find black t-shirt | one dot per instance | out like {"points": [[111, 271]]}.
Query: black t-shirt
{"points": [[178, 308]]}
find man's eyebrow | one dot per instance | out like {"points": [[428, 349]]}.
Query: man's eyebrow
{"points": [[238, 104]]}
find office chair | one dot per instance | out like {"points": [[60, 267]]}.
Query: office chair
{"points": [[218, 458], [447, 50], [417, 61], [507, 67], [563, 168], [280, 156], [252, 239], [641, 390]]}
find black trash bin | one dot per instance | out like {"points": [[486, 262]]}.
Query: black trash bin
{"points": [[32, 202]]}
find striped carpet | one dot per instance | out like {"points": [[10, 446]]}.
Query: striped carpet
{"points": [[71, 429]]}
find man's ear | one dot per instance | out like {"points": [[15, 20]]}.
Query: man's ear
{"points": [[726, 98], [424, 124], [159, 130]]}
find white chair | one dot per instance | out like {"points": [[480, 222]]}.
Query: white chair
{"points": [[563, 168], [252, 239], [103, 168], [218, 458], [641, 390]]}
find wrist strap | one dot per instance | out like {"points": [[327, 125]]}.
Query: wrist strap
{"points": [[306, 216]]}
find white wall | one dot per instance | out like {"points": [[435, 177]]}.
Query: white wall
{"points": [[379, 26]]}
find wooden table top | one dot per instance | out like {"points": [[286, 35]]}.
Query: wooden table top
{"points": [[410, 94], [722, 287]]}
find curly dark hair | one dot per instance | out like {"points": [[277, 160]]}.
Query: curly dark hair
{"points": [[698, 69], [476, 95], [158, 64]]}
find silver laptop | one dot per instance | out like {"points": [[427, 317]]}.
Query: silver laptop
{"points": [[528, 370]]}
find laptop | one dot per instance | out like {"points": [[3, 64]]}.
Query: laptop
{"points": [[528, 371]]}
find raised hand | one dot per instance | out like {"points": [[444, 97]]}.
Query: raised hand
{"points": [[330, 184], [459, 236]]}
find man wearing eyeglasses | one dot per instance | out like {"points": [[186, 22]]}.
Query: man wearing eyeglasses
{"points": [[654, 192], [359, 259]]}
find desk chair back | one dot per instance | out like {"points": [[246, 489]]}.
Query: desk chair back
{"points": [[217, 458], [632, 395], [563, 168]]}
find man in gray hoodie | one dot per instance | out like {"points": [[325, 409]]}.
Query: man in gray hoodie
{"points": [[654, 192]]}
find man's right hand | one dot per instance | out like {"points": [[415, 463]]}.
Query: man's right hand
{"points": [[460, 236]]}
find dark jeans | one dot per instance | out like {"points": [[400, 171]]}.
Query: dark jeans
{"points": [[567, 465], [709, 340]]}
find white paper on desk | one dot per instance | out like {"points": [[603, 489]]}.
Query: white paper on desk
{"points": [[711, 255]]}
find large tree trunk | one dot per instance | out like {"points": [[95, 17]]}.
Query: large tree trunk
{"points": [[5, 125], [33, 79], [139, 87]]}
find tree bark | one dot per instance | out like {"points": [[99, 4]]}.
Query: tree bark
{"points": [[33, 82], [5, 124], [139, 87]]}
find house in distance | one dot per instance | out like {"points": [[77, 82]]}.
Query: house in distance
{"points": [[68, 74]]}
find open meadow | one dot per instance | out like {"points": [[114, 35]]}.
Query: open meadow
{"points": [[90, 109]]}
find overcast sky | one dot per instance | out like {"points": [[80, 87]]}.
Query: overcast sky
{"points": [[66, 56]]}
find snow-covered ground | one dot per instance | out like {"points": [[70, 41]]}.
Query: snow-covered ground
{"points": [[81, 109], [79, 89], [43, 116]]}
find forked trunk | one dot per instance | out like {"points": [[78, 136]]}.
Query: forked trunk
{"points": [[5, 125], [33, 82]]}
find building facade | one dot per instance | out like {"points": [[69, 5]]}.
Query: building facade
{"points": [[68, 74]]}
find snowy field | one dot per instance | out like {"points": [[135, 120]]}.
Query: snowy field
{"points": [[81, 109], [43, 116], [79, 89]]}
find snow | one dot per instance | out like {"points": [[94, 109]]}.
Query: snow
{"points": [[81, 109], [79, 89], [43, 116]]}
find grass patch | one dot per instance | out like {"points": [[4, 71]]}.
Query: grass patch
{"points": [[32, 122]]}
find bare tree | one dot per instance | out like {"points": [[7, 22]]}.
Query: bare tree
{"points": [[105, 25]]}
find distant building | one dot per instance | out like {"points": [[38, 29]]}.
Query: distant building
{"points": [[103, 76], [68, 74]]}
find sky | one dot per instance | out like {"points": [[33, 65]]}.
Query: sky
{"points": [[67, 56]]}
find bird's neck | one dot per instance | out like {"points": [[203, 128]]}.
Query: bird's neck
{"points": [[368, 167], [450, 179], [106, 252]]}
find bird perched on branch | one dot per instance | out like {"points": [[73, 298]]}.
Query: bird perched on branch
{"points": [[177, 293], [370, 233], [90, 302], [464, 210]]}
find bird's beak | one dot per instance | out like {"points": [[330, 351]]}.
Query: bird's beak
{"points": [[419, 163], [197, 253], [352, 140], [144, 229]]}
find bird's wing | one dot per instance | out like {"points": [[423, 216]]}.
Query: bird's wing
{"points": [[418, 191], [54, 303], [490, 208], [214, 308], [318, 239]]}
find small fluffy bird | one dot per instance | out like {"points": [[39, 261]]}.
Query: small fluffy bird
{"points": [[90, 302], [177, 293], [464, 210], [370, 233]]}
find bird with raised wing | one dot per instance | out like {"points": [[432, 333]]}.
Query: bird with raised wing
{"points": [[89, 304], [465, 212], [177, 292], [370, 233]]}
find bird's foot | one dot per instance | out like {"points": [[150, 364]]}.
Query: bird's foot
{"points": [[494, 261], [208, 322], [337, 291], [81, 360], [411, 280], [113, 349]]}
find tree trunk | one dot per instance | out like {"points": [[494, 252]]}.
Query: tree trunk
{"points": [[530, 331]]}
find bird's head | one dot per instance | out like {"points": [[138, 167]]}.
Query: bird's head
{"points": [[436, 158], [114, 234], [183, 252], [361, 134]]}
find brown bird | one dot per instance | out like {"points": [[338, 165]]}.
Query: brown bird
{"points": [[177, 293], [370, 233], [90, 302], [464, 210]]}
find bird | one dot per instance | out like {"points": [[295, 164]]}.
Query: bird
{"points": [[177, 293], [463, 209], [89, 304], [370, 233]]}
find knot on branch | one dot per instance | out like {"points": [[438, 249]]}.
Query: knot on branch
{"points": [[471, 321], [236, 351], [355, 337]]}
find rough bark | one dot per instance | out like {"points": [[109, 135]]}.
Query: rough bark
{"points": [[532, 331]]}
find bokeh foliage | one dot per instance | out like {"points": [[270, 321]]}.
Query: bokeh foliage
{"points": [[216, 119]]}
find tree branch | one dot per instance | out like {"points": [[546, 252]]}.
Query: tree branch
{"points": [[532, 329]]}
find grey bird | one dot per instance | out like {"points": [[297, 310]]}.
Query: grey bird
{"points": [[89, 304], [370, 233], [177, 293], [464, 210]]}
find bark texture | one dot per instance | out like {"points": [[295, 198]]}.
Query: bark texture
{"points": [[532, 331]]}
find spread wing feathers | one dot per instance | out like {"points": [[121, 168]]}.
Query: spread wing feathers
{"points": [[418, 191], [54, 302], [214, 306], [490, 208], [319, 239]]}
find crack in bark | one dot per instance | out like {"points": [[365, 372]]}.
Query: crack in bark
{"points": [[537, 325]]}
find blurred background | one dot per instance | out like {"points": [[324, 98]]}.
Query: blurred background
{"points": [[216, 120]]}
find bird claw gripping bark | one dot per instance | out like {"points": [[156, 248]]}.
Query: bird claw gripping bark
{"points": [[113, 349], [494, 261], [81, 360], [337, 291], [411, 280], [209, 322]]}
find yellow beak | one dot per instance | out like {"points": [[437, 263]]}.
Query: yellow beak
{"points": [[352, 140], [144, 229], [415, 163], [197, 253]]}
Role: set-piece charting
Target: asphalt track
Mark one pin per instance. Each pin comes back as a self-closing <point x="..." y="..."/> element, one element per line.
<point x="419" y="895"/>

__PROBLEM DETAILS__: The lines from the first of the entries through the line holding "find man's ear" are to be restated word for word, and no others.

__TASK RESPONSE__:
find black t-shirt | one dot per instance | out like {"points": [[111, 271]]}.
Query: black t-shirt
{"points": [[178, 308]]}
find man's eyebrow | one dot per instance | out like {"points": [[428, 349]]}.
Query: man's eyebrow
{"points": [[238, 104]]}
find office chair | one dot per instance | out like {"points": [[60, 267]]}.
Query: office chair
{"points": [[218, 458], [447, 50], [417, 61], [507, 67], [563, 168], [280, 156], [252, 239], [641, 390]]}
find black trash bin | one dot per instance | out like {"points": [[486, 262]]}.
Query: black trash bin
{"points": [[32, 202]]}
find striped carpet | one dot per instance | out like {"points": [[10, 446]]}.
Query: striped carpet
{"points": [[71, 429]]}
find man's ear | one dot per instance | out like {"points": [[15, 20]]}.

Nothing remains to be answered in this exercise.